▶ **AIM OF THE EXERCISE**:
Convert every line of the entries below into a JSON list of strings, with one string per line and any blank lines left out.

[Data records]

++++

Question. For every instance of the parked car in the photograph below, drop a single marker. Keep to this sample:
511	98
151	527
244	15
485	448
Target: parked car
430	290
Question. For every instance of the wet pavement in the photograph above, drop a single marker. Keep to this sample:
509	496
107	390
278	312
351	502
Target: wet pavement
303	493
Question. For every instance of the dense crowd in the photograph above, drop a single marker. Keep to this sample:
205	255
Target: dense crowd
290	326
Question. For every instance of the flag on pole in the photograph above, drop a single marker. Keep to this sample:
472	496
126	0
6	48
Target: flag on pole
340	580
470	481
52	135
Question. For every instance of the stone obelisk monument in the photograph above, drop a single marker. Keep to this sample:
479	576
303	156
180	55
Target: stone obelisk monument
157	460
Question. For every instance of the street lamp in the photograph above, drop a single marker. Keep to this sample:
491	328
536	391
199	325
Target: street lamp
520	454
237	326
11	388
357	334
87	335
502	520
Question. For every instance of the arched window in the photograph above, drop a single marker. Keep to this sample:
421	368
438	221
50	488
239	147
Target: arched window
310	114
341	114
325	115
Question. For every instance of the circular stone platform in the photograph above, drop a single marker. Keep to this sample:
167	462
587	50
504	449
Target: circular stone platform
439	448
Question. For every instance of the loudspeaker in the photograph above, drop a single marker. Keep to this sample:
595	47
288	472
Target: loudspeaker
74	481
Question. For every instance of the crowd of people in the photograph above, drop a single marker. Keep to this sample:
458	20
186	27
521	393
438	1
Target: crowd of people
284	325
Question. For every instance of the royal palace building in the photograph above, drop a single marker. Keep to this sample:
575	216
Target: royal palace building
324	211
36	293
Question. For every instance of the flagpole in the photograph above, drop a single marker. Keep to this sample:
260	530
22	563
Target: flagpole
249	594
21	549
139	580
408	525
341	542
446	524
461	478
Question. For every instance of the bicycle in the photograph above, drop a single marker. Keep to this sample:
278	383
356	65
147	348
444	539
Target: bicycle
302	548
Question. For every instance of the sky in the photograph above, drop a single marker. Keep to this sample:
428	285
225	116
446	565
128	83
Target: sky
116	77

++++

▶ **RESULT**:
[
  "Question. For every instance of the parked car in the photograph below, drop a single marker. Keep to this sample:",
  "511\t98",
  "151\t527",
  "244\t15",
  "485\t448",
  "Target: parked car",
  "430\t290",
  "Question. For every instance of the wet pavement in the photograph above, drop a single marker. Keep to this sample:",
  "509\t496",
  "107\t390",
  "278\t312",
  "351\t502",
  "Target: wet pavement",
  "303\t493",
  "Question. For every instance of the dense crowd in the photograph above, drop a single marker. Keep to this sample:",
  "205\t255",
  "Target: dense crowd",
  "290\t326",
  "Question. For every instance of the flag on pole in the photograph above, drop a single marker. Keep to this sample:",
  "472\t496",
  "126\t0",
  "6\t48",
  "Target: flag on pole",
  "340\t580",
  "470\t481",
  "52\t135",
  "Question. For every instance of the stone obelisk monument in the photograph above, drop a single marker. Keep to this sample:",
  "479\t576",
  "303\t156",
  "180\t55",
  "Target: stone obelisk monument",
  "157\t460",
  "Question. For every instance of the street lamp in the photograph above, drop a single marker. Keep to this sample:",
  "491\t328",
  "536\t391",
  "199\t325",
  "Target: street lamp",
  "520\t454",
  "237\t326",
  "11\t388",
  "357\t334",
  "87\t335",
  "502\t520",
  "Question. For every instance of the arched window in the photograph above, drop a single marker. Keep to this sample:",
  "421\t368",
  "438\t221",
  "50\t488",
  "239\t147",
  "Target: arched window",
  "310\t114",
  "341\t114",
  "325\t115",
  "Question. For every instance of the circular stone platform in the photograph above, drop a single marker. Keep to this sample:",
  "167\t462",
  "587\t50",
  "504\t449",
  "Target: circular stone platform",
  "439\t448",
  "Question. For every instance of the loudspeaker in the photograph above, drop a single marker. Keep to this sample:",
  "595\t47",
  "288\t472",
  "Target: loudspeaker",
  "74\t481",
  "Question. For every instance of the crowd of people in the photograph above, drop a single marker. Keep to this sample:",
  "458\t20",
  "186\t27",
  "521\t393",
  "438\t1",
  "Target: crowd of people",
  "284\t325",
  "Question. For every instance of the royal palace building in the photograph above, drop a single marker. Keep to this sample:",
  "575\t216",
  "Target: royal palace building",
  "324\t211",
  "36\t293",
  "Question. For every instance of the flagpole in the photograph above, drop a single marker. Keep to this sample:",
  "260\t530",
  "22\t563",
  "Target: flagpole",
  "249\t594",
  "21\t549",
  "139\t580",
  "408\t525",
  "341\t542",
  "446\t524",
  "461\t478",
  "Question. For every instance of the bicycle in the photograph above, drop a single marker. Keep to this sample:",
  "278\t383",
  "356\t65",
  "147\t348",
  "444\t539",
  "Target: bicycle",
  "302\t548",
  "Question. For every instance of the sky in the photograph above, drop a single marker. Keep to this sample:",
  "428\t285",
  "225\t116",
  "446\t565",
  "128\t83",
  "Target: sky",
  "116\t77"
]